## Provided text
********************
The public test set has only 7 entries with 4 columns (`id`, `url_legal`, `license`, `excerpt`), but this shouldn't mislead you, the size of the hidden test set, as [was mentioned by the competition host](https://www.kaggle.com/c/commonlitreadabilityprize/discussion/236335), is around 2000.

**[Back to Table of Contents](#contents)**

## <a id="target">Target and Standard Error</a>

---


In [None]:
def plot_error_vs_target(df, x, y, ax):
    x_label = x.replace('_', ' ').title()
    y_label = y.replace('_', ' ').title()
    sns.scatterplot(
        df[x],
        df[y],
        color=PAL[8],
        alpha=.7,
        ax=ax
    )
    sns.kdeplot(
        df[x],
        df[y],
        levels=4,
        color=PAL[0],
        linewidths=2,
        ax=ax
    )
    ax.set_title(
        f'{y_label} vs {x_label}', 
        fontsize=20, 
        fontweight='bold', 
        fontfamily='serif'
    )
    ax.set_xlabel(f'{x_label}')
    ax.set_ylabel(f'{y_label}')
    
    if y == 'standard_error':
        ax.set_ylim([0.4, None])
    if x == 'target':
        limit_x = [
            round(df[x].min(), 2),
            round(df[x].max(), 2)
        ]
        ax.set_xticks(list(ax.get_xticks()) + limit_x)
        ax.set_xlim([-4, 2])

def plot_grid(df, feats, n_rows=3, n_cols=2, clr=[0, 1, 7, 8]):
    
    fig = plt.figure(figsize=(n_cols*7, n_rows*7))
    fig.patch.set_facecolor(PAL[4])
    
    grid = plt.GridSpec(n_rows, n_cols)
    
    means = {feat: round(df[f'{feat}'].mean(), 2) for feat in feats}
    
    for col, (feat, mean) in enumerate(means.items()):
        for row in range(n_rows):
            ax = plt.subplot(grid[row, col])
            label = feat.replace('_', ' ')
            if col == 1:
                clr.sort(reverse=True)
            if row == 0:
                sns.histplot(
                    df[feat],
                    color=PAL[clr[3]],
                    alpha=0.8,
                    bins=20,
                    ax=ax,
                    label=label,
                    kde=True,
                )
                ax.axvline(
                    mean,
                    color=PAL[clr[0]],
                    linestyle='--',
                    linewidth=2,
                    label=f'mean: {mean}',
                )
                ax.legend(loc='upper left')
                ax.set_xlabel(label.title())
                ax.set_title(
                    f'{label.title()} Distribution',
                    fontsize=20,
                    fontweight='bold',
                    fontfamily='serif'
                )
            elif row == 1:
                sns.boxplot(
                    df[feat],
                    orient='h',
                    color=PAL[clr[2]],
                    ax=ax
                )
                ax.set_xlabel(label.title())
                ax.set_title(
                    f'Box Plot {label.title()}',
                    fontsize=20, 
                    fontweight='bold', 
                    fontfamily='serif'
                )
            elif row == 2:
                ax =  plt.subplot(grid[row, :])
********************
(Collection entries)
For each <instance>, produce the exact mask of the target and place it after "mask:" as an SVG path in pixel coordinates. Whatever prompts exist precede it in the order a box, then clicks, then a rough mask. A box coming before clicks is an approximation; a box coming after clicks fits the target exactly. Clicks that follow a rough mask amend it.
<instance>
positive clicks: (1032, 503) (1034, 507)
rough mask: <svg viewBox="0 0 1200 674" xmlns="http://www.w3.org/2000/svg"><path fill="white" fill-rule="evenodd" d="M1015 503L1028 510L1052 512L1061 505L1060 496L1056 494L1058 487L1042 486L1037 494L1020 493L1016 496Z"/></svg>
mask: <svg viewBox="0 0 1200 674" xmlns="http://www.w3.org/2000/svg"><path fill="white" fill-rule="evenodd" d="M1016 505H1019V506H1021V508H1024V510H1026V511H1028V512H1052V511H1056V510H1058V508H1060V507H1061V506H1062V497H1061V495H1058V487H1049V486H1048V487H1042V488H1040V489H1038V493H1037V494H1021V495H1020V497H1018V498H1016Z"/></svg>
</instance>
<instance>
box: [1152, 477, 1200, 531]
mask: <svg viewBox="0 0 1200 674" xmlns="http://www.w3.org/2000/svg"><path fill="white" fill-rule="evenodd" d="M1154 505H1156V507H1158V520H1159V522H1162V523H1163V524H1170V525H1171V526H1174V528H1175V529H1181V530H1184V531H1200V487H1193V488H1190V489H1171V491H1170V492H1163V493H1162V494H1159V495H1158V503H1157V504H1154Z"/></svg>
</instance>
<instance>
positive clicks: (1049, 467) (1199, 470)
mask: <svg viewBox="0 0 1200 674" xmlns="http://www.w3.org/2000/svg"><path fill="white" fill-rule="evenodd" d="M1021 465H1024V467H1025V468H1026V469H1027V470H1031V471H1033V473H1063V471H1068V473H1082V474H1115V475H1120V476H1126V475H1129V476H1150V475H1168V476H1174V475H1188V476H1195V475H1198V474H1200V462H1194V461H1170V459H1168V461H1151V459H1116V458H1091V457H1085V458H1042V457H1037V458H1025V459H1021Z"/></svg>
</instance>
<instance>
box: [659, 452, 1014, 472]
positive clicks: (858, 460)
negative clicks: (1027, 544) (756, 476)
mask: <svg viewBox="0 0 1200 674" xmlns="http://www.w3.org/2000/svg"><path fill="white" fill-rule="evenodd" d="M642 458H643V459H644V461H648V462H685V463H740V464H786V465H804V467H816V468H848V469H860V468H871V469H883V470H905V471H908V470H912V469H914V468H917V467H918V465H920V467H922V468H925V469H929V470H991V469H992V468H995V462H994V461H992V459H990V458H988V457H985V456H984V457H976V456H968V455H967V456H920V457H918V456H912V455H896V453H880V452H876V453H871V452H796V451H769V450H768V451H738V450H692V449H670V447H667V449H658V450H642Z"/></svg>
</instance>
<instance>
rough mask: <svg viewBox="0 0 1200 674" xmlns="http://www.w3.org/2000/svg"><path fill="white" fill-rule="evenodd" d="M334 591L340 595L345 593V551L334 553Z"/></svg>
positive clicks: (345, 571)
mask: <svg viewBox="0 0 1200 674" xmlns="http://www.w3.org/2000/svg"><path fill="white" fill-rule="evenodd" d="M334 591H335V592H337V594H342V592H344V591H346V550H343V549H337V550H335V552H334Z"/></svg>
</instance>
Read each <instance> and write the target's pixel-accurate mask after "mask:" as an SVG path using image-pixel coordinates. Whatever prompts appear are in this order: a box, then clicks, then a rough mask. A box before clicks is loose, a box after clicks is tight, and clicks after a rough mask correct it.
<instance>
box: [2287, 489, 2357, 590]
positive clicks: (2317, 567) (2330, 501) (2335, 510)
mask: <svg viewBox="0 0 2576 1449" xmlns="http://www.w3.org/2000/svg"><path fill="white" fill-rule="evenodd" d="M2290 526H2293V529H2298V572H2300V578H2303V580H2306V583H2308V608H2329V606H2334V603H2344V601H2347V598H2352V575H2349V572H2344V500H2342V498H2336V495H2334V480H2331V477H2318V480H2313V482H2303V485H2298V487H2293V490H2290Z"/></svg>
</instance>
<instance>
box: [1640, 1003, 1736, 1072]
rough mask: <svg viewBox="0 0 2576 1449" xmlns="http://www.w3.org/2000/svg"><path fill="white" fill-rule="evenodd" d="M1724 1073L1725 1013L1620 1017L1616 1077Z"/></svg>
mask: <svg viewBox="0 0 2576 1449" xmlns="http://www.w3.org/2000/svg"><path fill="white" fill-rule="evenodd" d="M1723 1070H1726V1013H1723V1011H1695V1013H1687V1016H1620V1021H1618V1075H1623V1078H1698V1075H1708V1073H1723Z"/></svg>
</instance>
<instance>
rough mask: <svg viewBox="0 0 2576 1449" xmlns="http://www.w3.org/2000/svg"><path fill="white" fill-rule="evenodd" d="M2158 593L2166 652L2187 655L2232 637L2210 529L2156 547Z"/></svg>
********************
## Required work
[1] According to the provided text, roughly how large is the hidden test set?
[2] Please extract the portion of the provided text starting with "grid = plt.GridSpec(n_rows, n_cols)" and going on through "clr.sort(reverse=True)".

## Written responses
[1] Around 2000.

[2]
grid = plt.GridSpec(n_rows, n_cols)
    
    means = {feat: round(df[f'{feat}'].mean(), 2) for feat in feats}
    
    for col, (feat, mean) in enumerate(means.items()):
        for row in range(n_rows):
            ax = plt.subplot(grid[row, col])
            label = feat.replace('_', ' ')
            if col == 1:
                clr.sort(reverse=True)